> _TASKS_
**1.** Pull out every line of the rows that contains the string "rack", matching case exactly.
**2.** Resume the essay on scientists and engineers joining labor unions from the point where it stops.

>Paul K. Davis, Ph.D.
>Scientists & Engineers in Labor Unions? -- Yes
>For over a century, labor unions have been an important part of the economic
>and social structure of western societies.  The shifting nature of our economy
>has brought about successive changes in those occupations and industries
>most likely to be unionized. Recent circumstances have increased the interest
>of professionals, such as scientists and engineers, in labor unions.  When
>these professionals become unionized there can also be a shift in emphasis
>of the labor union's goals.  The attitude of professionals, who are often positively
>attached to their work, not just their pay, causes their unions to become
>interested in such subjects as project continuity, libraries and other support
>infrastructure, professional development opportunities, and new program
>advocacy.  Such has been occurring among the civil servants of NASA's Ames
>Research Center.

> _RECORDS SUPPLIED_
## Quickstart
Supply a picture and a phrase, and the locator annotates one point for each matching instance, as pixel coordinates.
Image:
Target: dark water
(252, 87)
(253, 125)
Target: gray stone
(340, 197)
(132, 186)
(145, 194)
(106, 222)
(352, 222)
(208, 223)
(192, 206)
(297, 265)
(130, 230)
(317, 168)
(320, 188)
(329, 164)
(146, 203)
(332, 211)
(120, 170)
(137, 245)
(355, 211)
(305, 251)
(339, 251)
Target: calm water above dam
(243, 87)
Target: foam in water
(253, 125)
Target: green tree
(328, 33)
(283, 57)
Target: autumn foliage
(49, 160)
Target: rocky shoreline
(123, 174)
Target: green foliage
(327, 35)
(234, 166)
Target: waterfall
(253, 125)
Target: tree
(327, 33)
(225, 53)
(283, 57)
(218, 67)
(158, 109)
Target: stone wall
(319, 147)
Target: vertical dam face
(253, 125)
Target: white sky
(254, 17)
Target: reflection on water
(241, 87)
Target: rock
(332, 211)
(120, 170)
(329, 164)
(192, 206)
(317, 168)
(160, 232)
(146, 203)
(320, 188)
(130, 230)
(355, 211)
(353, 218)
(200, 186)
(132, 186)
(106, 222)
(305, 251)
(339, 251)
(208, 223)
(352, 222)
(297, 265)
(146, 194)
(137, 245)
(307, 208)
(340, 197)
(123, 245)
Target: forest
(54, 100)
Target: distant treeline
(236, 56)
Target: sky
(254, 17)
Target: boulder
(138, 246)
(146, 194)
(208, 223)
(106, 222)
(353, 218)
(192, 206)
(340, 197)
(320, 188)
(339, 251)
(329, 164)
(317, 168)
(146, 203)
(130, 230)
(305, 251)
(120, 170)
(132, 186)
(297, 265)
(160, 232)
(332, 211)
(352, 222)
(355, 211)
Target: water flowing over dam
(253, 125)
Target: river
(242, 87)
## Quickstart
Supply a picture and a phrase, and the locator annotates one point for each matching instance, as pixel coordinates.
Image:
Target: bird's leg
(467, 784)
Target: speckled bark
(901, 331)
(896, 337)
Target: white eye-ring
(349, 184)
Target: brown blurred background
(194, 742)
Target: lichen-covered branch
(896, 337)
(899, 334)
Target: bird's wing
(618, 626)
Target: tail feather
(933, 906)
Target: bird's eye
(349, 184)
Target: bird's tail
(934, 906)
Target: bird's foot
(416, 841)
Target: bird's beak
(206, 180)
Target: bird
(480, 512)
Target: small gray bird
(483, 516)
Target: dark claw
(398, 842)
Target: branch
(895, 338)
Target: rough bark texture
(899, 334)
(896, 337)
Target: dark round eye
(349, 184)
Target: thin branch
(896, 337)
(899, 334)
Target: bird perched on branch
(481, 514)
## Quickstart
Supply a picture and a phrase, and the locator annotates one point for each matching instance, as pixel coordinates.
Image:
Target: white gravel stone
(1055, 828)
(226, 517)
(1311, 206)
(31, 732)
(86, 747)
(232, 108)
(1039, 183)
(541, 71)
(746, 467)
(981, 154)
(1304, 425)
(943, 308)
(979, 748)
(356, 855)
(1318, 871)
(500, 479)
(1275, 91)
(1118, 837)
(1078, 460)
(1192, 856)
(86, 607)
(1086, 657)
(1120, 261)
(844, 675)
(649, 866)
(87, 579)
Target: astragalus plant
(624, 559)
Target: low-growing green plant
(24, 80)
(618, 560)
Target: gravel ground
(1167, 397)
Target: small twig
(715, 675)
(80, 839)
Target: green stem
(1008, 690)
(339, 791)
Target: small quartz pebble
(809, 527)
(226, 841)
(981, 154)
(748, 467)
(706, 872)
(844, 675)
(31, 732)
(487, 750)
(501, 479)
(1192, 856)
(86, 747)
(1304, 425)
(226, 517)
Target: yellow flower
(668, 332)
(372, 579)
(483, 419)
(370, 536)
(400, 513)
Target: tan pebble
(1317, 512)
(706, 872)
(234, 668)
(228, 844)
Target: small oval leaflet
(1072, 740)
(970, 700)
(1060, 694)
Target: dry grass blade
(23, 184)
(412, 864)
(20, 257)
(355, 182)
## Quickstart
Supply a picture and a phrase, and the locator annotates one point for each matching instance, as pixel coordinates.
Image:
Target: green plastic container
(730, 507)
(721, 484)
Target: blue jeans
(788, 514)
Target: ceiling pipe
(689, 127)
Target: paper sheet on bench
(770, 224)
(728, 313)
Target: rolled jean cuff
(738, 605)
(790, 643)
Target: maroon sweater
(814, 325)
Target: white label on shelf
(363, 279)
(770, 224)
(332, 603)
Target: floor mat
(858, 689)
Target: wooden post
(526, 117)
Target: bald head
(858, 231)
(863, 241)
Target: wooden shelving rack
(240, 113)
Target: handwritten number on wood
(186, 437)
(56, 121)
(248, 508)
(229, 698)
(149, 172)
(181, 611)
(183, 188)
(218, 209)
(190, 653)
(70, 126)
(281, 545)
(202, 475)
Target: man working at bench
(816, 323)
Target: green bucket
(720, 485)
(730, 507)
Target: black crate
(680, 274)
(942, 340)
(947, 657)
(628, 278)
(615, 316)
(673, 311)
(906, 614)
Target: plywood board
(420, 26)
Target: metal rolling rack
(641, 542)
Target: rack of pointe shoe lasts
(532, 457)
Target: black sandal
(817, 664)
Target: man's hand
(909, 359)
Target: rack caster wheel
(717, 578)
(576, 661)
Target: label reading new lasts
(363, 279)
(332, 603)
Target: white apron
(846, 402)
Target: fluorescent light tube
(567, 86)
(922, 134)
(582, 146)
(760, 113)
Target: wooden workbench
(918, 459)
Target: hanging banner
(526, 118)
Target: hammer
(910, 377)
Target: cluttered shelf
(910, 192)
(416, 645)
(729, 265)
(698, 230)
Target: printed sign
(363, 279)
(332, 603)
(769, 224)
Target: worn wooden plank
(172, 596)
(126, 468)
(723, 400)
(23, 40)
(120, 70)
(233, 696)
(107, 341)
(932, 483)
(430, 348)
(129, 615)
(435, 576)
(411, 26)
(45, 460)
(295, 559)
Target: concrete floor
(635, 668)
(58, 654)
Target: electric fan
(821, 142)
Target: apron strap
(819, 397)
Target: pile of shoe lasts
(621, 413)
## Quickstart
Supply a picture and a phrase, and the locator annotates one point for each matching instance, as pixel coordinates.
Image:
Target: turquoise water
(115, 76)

> _SET OF ANSWERS_
**1.**
Target: wooden shelving rack
Target: metal rolling rack
Target: rack of pointe shoe lasts
Target: rack caster wheel

**2.**
>Paul K. Davis received his B.A. in physics from Butler University in Indianapolis,
>and his Ph.D., also in physics, from the University of California in Berkeley.  
>He has done research and development in the fields of radiometric images of
>moon rocks and meteorites, energy efficient building design, magnetic and
>optical disk drives, and infrared telescope optics.  He was the optical designer
>and analyst during the concept development phase of the Spitzer Space
>Telescope, and more recently for the Stratospheric Observatory for Infrared
>Astronomy.  He has been employed by universities, a very small engineering
>and research business, some very large corporations, and the federal
>government. This past February he was elected President of the Ames Federal
>Employees Union, which is local 30 of the International Federation of
>Professional and Technical Engineers.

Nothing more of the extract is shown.